## Task directions
From the entries below, copy each line in which the word "ceiling" occurs.

***

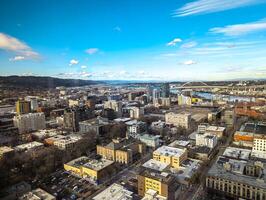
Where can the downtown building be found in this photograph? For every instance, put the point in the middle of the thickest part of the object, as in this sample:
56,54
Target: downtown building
178,119
29,122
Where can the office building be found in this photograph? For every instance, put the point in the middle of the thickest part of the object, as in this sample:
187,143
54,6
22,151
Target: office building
161,183
29,122
37,194
152,141
136,112
85,167
115,105
237,179
95,125
23,107
114,192
170,155
165,90
134,128
205,139
178,119
121,150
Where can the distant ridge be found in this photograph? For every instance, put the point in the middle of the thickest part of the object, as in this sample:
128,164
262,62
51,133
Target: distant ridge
42,82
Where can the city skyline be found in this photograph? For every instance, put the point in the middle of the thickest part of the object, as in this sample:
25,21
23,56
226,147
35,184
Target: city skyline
134,40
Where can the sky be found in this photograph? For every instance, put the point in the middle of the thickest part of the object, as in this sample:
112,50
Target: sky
173,40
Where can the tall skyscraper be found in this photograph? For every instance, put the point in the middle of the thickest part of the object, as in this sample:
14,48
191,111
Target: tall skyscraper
165,90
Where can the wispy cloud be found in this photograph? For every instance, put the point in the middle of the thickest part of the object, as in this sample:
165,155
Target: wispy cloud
189,45
189,62
240,29
173,42
73,62
117,28
92,51
18,47
17,58
211,6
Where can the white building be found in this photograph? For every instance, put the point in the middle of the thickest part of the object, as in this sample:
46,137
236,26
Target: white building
204,139
259,146
136,112
135,127
150,140
114,192
115,105
33,102
29,122
180,119
31,146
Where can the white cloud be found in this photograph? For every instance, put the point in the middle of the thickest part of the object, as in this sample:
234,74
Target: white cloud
189,62
211,6
73,62
117,28
189,45
17,58
123,72
173,42
240,29
14,45
92,50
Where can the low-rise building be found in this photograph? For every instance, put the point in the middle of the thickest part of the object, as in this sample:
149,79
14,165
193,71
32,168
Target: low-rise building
135,127
205,139
150,140
237,179
93,169
218,131
170,155
29,147
29,122
95,125
121,150
5,152
162,183
114,192
178,119
37,194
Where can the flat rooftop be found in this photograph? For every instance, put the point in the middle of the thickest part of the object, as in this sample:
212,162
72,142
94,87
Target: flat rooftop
215,128
236,172
30,145
188,168
182,143
169,151
93,164
237,153
5,149
114,192
37,194
155,165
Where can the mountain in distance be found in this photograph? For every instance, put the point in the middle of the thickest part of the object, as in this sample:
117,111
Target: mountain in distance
42,82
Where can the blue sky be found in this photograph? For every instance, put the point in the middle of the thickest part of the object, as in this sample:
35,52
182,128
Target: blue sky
134,39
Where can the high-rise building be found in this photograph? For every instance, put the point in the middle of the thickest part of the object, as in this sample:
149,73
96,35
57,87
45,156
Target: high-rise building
136,112
180,119
33,102
23,107
165,90
170,155
115,105
74,115
29,122
162,184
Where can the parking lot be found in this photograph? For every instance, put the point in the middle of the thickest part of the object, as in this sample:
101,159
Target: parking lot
64,185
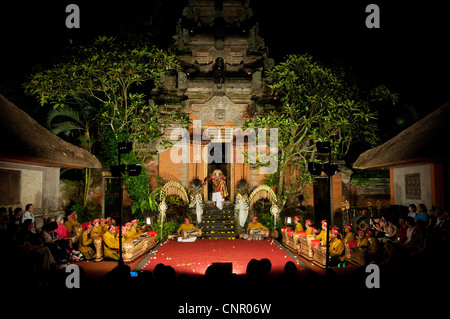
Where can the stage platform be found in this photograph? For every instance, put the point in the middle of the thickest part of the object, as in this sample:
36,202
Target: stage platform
193,258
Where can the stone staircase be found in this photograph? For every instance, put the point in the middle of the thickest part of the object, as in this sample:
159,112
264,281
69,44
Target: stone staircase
218,223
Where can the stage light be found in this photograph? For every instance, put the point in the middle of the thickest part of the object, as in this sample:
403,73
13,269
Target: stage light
124,147
330,168
288,220
134,169
315,168
117,170
323,147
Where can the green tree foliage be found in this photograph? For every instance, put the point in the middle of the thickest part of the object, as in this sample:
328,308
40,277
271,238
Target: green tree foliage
315,104
115,78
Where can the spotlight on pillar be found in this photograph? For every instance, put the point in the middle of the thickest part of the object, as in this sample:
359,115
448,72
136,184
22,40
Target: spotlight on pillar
124,147
330,169
117,170
315,168
134,169
323,147
288,220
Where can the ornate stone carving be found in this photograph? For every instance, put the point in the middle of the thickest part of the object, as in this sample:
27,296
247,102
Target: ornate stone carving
220,109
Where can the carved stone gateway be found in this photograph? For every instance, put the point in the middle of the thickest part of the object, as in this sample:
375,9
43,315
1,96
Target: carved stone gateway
220,110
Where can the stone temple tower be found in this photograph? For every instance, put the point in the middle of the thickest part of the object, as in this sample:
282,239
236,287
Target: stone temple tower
220,85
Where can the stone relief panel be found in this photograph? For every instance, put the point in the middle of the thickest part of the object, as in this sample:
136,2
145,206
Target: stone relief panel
220,109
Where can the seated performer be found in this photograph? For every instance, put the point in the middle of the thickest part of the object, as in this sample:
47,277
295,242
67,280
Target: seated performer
129,233
104,225
85,243
298,225
111,244
323,234
362,241
68,223
186,226
337,249
257,225
309,228
134,230
97,230
374,245
348,234
75,219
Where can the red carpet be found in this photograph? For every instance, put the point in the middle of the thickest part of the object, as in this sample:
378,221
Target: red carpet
194,258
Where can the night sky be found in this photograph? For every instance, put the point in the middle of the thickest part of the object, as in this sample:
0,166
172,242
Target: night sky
407,53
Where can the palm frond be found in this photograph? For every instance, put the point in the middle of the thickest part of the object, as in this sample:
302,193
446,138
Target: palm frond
65,111
65,127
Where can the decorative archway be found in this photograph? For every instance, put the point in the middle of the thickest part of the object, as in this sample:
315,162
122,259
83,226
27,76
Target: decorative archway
170,188
265,192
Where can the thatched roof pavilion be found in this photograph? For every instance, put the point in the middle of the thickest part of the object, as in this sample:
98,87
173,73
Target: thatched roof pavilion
425,141
23,140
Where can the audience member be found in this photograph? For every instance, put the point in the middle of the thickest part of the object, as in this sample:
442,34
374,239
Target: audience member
28,214
412,211
422,214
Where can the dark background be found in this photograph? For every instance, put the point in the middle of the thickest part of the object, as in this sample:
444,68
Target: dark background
408,53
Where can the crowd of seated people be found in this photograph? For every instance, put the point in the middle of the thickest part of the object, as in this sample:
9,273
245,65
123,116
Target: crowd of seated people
392,241
59,242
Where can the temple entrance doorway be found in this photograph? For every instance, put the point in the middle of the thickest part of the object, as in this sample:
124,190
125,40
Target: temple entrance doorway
218,159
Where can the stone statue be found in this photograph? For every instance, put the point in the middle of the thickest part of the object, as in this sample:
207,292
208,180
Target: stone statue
196,199
241,203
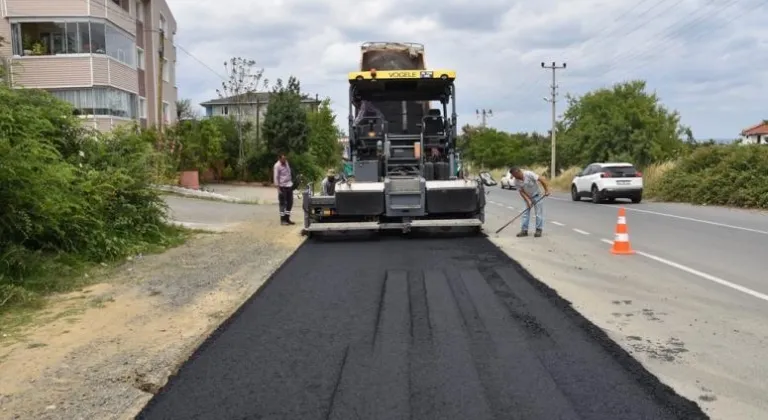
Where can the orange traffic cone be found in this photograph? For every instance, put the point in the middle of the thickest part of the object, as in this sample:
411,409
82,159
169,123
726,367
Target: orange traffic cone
621,244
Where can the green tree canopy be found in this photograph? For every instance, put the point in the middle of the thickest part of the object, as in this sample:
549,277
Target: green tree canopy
285,127
201,144
491,148
620,123
324,136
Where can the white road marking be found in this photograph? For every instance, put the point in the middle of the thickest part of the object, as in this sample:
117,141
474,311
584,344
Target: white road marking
700,274
674,216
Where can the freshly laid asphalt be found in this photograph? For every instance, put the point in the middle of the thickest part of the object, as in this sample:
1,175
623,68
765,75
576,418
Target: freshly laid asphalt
394,328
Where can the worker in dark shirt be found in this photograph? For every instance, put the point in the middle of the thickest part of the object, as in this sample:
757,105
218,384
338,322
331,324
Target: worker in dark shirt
328,185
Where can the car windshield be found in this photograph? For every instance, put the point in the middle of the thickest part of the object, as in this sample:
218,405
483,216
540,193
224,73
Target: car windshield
619,171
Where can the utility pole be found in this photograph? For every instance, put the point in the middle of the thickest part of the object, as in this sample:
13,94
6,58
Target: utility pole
483,115
160,67
553,100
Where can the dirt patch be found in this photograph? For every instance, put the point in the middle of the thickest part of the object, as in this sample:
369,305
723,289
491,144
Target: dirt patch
100,353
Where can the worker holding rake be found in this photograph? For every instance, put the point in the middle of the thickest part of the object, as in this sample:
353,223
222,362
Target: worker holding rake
527,182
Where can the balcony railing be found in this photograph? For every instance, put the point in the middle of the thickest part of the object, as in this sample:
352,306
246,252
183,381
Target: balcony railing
87,37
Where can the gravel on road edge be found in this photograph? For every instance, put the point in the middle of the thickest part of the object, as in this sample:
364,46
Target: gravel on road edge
111,346
274,356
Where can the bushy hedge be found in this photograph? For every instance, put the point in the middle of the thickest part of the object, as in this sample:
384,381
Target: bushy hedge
69,195
733,175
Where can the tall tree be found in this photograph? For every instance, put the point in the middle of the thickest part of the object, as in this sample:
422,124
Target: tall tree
244,80
324,136
620,123
285,124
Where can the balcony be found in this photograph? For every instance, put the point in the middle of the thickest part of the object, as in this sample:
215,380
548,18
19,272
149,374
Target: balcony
117,11
68,38
69,54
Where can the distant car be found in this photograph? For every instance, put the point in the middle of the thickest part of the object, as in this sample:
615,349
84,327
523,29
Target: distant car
487,179
507,182
608,181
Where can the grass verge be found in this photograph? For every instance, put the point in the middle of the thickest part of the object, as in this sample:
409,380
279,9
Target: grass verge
50,273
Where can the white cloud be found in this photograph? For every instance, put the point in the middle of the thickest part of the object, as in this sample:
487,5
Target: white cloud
706,58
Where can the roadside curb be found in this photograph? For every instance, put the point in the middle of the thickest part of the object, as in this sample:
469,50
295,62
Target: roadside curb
188,192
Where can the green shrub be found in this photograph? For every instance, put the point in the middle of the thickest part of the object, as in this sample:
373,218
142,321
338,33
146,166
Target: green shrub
70,196
732,175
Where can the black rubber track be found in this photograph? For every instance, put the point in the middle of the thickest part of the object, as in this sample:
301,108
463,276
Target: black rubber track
411,329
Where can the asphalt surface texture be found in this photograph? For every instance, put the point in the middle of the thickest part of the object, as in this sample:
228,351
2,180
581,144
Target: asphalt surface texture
394,328
720,242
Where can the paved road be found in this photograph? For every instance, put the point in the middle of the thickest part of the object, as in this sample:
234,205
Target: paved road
691,305
416,329
725,246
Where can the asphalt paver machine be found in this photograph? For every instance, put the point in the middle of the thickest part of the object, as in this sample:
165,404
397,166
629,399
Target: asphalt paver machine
403,152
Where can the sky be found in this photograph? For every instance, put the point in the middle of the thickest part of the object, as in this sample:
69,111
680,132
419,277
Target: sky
707,59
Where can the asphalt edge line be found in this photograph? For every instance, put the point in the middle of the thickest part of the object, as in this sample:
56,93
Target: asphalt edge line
216,333
665,395
700,274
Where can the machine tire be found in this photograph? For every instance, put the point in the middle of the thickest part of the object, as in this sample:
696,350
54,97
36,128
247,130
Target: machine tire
429,171
444,171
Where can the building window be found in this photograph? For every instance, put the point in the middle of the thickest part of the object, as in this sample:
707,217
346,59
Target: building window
140,11
99,101
140,63
120,46
166,70
166,112
142,108
49,38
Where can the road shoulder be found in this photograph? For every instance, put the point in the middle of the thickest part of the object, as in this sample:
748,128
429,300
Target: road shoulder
102,352
702,341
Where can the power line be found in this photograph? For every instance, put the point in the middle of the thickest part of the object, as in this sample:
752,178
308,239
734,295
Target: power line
483,115
615,62
667,40
554,67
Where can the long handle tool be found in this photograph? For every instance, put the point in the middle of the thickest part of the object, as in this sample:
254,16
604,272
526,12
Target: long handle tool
521,213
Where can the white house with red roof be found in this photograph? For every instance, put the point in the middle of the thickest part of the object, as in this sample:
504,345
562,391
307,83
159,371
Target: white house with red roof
757,134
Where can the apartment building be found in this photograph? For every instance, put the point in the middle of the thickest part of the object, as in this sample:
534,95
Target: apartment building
102,56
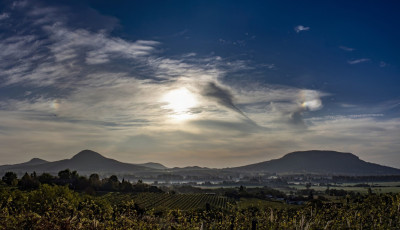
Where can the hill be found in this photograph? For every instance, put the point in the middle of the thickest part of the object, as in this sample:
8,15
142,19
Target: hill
320,162
86,161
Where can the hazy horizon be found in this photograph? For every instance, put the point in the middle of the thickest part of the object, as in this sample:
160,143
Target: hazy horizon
212,84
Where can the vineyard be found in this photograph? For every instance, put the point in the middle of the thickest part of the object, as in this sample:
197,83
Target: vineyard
181,201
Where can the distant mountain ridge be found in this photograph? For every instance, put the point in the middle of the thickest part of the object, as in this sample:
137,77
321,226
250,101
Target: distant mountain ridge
301,162
320,162
85,161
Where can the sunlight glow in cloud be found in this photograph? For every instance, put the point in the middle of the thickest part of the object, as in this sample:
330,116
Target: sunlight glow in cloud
180,102
300,28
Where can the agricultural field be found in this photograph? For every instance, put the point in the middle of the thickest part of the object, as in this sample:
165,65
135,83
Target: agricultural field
382,187
181,201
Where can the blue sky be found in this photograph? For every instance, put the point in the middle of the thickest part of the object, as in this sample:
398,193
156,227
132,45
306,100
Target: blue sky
209,83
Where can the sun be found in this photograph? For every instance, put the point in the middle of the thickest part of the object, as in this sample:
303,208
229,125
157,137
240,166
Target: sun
180,102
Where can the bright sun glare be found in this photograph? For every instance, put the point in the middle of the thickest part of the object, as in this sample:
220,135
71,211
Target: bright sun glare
180,101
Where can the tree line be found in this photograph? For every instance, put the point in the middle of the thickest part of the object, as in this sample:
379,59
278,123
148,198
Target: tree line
74,181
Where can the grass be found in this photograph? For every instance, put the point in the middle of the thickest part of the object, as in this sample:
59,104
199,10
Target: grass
245,203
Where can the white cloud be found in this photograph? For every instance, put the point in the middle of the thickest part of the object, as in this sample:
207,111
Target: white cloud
90,89
301,28
357,61
4,16
345,48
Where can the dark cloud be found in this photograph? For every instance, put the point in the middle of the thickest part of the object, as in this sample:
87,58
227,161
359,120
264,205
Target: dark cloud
245,127
296,118
221,96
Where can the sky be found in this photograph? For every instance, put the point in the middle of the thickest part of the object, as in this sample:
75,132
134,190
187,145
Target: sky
207,83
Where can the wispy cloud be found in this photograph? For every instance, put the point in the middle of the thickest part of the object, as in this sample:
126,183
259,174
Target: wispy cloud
301,28
4,16
345,48
84,87
358,61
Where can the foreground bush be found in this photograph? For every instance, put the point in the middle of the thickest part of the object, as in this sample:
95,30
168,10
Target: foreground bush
58,207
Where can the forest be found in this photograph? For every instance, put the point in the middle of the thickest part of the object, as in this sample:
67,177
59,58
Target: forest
61,202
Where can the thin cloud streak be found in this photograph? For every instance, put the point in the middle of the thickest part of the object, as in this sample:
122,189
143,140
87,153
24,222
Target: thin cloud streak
84,88
358,61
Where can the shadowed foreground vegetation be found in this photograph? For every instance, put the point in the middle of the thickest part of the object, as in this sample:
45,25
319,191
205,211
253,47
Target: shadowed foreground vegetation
58,207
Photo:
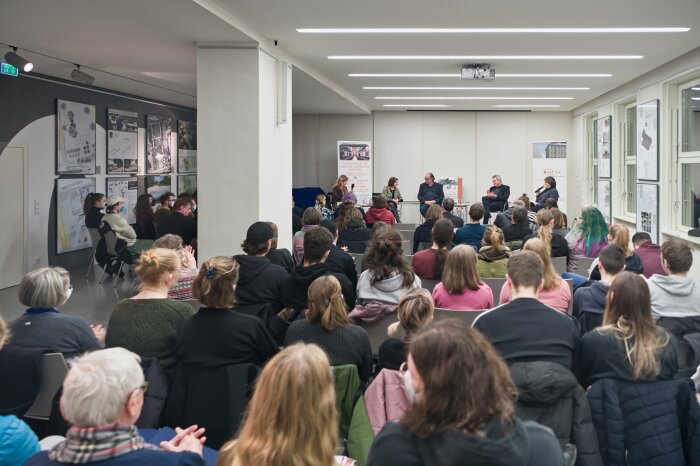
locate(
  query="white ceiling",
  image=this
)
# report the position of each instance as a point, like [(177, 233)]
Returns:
[(153, 42)]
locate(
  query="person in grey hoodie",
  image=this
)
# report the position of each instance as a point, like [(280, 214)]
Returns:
[(675, 295)]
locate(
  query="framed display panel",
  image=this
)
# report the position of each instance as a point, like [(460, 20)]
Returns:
[(603, 146), (76, 148), (71, 232), (122, 141), (186, 147), (158, 144), (648, 210), (648, 141)]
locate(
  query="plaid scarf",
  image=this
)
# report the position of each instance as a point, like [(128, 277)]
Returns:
[(93, 444)]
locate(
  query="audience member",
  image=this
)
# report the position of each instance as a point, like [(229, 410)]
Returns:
[(42, 326), (292, 417), (327, 325), (524, 329), (103, 395), (629, 346), (415, 311), (494, 254), (149, 322), (676, 294), (429, 263), (473, 232), (216, 335), (463, 408), (461, 287)]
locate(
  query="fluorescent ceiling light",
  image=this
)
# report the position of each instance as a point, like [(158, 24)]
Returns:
[(491, 30)]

***

## Task solution
  query="white ceiling",
  query="fluorescent ceiling light",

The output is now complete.